Repeat verbatim the lines of the data below, beginning with the line containing "answer like [32,483]." and continuing to the end.
══ STORED DATA
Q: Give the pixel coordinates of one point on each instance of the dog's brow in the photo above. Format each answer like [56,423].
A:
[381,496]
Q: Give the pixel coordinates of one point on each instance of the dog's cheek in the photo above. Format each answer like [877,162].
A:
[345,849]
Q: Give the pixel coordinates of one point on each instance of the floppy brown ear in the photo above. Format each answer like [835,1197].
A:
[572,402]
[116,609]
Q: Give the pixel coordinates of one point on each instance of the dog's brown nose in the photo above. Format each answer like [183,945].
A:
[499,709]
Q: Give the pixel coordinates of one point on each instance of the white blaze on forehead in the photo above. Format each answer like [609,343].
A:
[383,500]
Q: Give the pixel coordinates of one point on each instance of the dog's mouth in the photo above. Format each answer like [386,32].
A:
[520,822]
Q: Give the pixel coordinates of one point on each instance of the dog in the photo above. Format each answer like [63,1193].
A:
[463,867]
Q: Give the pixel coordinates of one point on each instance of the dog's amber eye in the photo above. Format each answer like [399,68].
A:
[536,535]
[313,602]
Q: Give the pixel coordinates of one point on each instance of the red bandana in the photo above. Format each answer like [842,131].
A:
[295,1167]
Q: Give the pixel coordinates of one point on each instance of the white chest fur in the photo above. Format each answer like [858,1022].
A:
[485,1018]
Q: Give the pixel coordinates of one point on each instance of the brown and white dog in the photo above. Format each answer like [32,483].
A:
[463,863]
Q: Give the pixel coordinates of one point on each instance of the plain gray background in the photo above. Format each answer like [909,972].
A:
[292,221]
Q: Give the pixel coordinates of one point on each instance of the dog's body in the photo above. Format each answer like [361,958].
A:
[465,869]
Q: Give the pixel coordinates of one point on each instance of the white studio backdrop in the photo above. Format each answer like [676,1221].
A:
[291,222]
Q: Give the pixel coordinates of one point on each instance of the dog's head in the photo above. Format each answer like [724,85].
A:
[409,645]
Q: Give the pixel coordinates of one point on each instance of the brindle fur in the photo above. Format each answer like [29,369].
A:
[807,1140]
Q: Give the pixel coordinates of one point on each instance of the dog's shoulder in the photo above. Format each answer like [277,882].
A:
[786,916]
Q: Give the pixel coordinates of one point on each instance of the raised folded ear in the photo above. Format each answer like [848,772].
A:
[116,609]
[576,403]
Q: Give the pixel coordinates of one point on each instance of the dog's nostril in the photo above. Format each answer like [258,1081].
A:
════
◆ ANSWER TO THE PROBLEM ◆
Q: Give the pixel coordinates of one point on each instance of the brown and white dog in the photo above. Format each answer like [32,483].
A:
[463,863]
Q: Give the pixel coordinates of one point on each instance of the plain gray background in the photo above. Format each answer like [909,972].
A:
[292,221]
Q: Give the pixel coordinates of one point on each instance of the dog's body in the photo above. Format each answer like [361,958].
A:
[465,869]
Q: Give the pixel coordinates of one point on each instance of the white studio backdrop in the photo above. Format each answer like [676,1221].
A:
[291,222]
Q: Give the pixel coordinates of one point on each instance of the dog's head in the photo above. Format each answer like [724,85].
A:
[409,645]
Q: Give the pixel coordinates of one point on each instance of the brindle fur in the photo above. Format each answer like [29,369].
A:
[807,1140]
Q: Give the pixel coordinates of one point on each instance of the dog's shoulder in the photo above. Format each answer like [277,882].
A:
[786,916]
Q: Give the pixel coordinates of one point on each instance of the raised folded ear in the photo above. Format each answer like [848,772].
A:
[116,609]
[576,403]
Q: Give the pixel coordinates of one point on each instance of the dog's nostril in the photo above. Format each answer like [258,1081].
A:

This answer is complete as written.